**The problem**: Extract each line of the records below that contains the string "green", copying those lines unchanged.
"""
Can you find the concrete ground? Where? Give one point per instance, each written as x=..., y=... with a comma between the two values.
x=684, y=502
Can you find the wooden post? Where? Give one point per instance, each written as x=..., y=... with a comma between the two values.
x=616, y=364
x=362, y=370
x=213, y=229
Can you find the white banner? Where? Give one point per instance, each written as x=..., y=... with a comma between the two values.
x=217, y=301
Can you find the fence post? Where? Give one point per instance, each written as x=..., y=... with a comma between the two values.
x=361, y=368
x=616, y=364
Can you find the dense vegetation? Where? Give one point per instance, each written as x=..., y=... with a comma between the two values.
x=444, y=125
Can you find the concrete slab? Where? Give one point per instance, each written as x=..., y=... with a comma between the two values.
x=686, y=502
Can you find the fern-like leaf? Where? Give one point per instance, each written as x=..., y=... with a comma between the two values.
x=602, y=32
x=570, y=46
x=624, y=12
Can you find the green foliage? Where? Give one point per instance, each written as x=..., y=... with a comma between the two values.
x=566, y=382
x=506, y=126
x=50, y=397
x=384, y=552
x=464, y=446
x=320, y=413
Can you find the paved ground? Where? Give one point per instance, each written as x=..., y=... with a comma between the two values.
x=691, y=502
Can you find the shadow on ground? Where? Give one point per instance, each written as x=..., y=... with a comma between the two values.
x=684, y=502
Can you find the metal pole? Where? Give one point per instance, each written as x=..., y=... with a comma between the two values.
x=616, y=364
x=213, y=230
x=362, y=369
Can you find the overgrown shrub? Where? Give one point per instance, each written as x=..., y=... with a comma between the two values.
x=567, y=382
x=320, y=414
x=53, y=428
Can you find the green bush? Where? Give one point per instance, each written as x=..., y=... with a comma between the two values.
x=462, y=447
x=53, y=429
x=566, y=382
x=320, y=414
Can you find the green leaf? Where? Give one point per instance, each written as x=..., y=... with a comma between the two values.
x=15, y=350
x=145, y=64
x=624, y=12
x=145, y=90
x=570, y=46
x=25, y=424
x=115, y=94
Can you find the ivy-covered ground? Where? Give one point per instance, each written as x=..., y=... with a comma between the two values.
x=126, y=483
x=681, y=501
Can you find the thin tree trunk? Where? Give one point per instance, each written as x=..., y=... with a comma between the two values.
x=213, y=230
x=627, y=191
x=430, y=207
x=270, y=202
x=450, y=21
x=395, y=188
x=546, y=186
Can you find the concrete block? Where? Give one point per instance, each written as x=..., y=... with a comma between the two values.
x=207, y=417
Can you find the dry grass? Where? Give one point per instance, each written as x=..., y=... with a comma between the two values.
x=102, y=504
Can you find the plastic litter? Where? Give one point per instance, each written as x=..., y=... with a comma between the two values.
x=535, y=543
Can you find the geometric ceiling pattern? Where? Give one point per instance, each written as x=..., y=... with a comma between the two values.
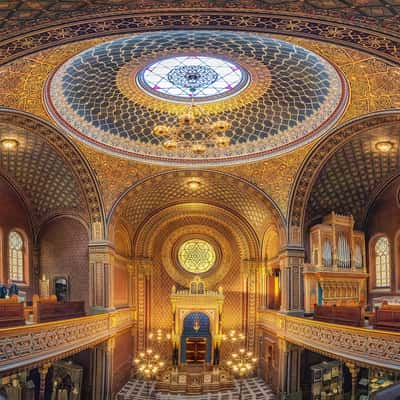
"""
**Reply**:
Can you find the green foliage? Where? Give one point per instance, each written as x=..., y=... with a comma between the two values.
Can you find the green bush? Where? Give one point per instance, each written as x=..., y=... with a comma between the two values.
Can you find the green leaf? Where? Give one point per instance, each written as x=..., y=... with a comma between the two values.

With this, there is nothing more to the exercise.